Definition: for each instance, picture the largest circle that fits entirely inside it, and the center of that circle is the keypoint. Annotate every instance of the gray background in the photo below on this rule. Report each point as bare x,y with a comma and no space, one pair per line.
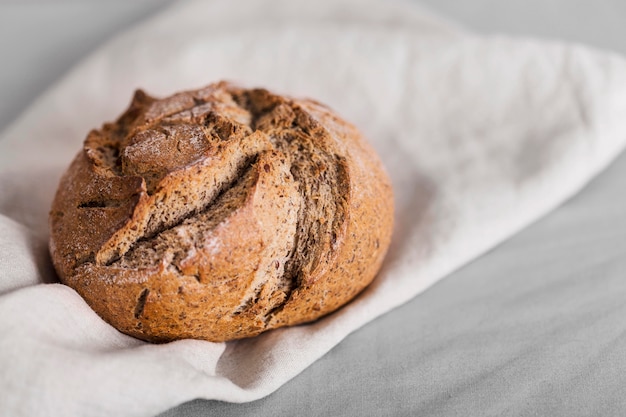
535,327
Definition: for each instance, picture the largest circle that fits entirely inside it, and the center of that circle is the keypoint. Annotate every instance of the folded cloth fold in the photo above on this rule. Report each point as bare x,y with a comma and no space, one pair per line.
481,136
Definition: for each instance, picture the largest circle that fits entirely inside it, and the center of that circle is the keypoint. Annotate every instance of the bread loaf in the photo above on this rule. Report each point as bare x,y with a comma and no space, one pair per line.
220,213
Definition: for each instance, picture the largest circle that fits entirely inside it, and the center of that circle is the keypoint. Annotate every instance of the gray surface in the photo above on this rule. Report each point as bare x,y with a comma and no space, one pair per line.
533,328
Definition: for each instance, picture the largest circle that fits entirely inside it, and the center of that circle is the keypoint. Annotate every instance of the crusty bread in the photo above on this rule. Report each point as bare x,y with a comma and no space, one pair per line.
220,213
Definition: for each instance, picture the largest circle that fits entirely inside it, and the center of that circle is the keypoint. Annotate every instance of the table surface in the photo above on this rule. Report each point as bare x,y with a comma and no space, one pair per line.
534,327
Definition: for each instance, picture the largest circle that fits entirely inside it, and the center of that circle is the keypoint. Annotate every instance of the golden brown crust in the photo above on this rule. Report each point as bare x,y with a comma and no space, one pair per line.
221,213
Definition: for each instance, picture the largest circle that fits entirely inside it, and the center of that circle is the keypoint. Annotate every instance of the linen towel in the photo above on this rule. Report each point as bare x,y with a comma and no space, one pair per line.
481,136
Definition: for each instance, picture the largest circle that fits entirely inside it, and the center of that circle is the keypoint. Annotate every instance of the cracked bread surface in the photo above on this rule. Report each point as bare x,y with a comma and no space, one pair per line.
220,213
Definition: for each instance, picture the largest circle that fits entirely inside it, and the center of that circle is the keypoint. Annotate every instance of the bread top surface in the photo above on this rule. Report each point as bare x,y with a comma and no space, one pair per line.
220,213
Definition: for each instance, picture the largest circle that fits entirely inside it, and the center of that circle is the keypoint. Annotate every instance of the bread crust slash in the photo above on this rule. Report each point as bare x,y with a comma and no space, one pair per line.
220,213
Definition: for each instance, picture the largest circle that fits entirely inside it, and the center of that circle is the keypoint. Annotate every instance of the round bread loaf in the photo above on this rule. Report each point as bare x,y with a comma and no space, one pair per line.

▸ **Given exercise**: Rewrite all the records above with every "Annotate" replaced by "Mark", leaving everything else unchanged and omitting the pictures.

▸ **Full answer**:
Definition: for each instance, picture the largest circle that fits entirely inside it, and the center of that circle is the keypoint. Mark every instance of the gray background in the photo below on this rule. Report each point as bare x,y with a comma and no space, one pair per line.
535,327
Definition: for each instance, picture the largest circle that fits entirely inside it, and the center of that circle is the keypoint. Mark every instance of the folded cloth fold in the photo above on this rule. Report each point as bare x,y with a comma and no space, one pair per line.
481,136
Definition: for each instance, picture the largest circle that fits entirely inside it, and the center of that circle is the keypoint. Mark every instance of the bread loaf in the photo above on this rule. Report each point as bare x,y with a comma and no space, one pair per line.
220,213
Definition: for each instance, picture the largest circle that fits entirely inside it, and the center of that circle is the keypoint. Mark every instance of the gray surface in the photo above on this rule. Report each point as bare x,y with a comma and no space, one pair per line.
533,328
Definition: for each instance, picture the largest circle that fits entirely inside it, and the center of that circle is the keypoint. Mark every instance of the crusty bread in the photo above on this rule. Report each point as bare x,y with a comma and no space, one pair per line.
220,213
Definition: for each instance, picture the largest circle that fits entirely inside it, and the center of that circle is the keypoint. Mark every instance of the table surface in the photo above on this rule. Report each point as bare x,y with a comma and no space, one pair per line.
534,327
Definition: for each instance, picture the largest circle that fits entirely inside it, and the center of that circle is the keypoint. Mark every instance of the golden brown crust in the photo above on this rule. Report each point as bare x,y with a comma and no space, one pair per line.
221,213
Definition: for each instance, picture the largest circle that fits entirely inside it, and the center of that circle is the keypoint. Mark every instance of the linen towel in the photo above on this rule. Report each point as bare x,y with a comma and no space, one pair per line.
481,136
Definition: for each instance, picture the largest circle that fits entirely inside it, and the center of that circle is the keypoint. Mark every instance of the cracked bread surface in the photo above on this rule. Report each point as bare x,y with a comma and no space, one pair per line.
220,213
Definition: for each instance, picture the largest circle that fits entirely inside it, and the center of that circle is the keypoint. Mark every instance of the bread top surface in the photo above on this rule. Report each point as bare x,y with a comma and no space, one pair per line.
220,213
Definition: for each instance, picture the largest circle that fits entirely inside it, and the center of that circle is the keypoint. Mark every instance of the bread crust slash in the photo above on this rule. Report each point as bare x,y with a comma and no space, one pair per line.
220,213
Definition: for each instance, picture the largest circle that fits entirely inside it, and the center of that circle is the keypoint. Mark every instance of the round bread loaf in the photo above on this rule. Report each point as bare x,y with a comma and no space, one pair per line.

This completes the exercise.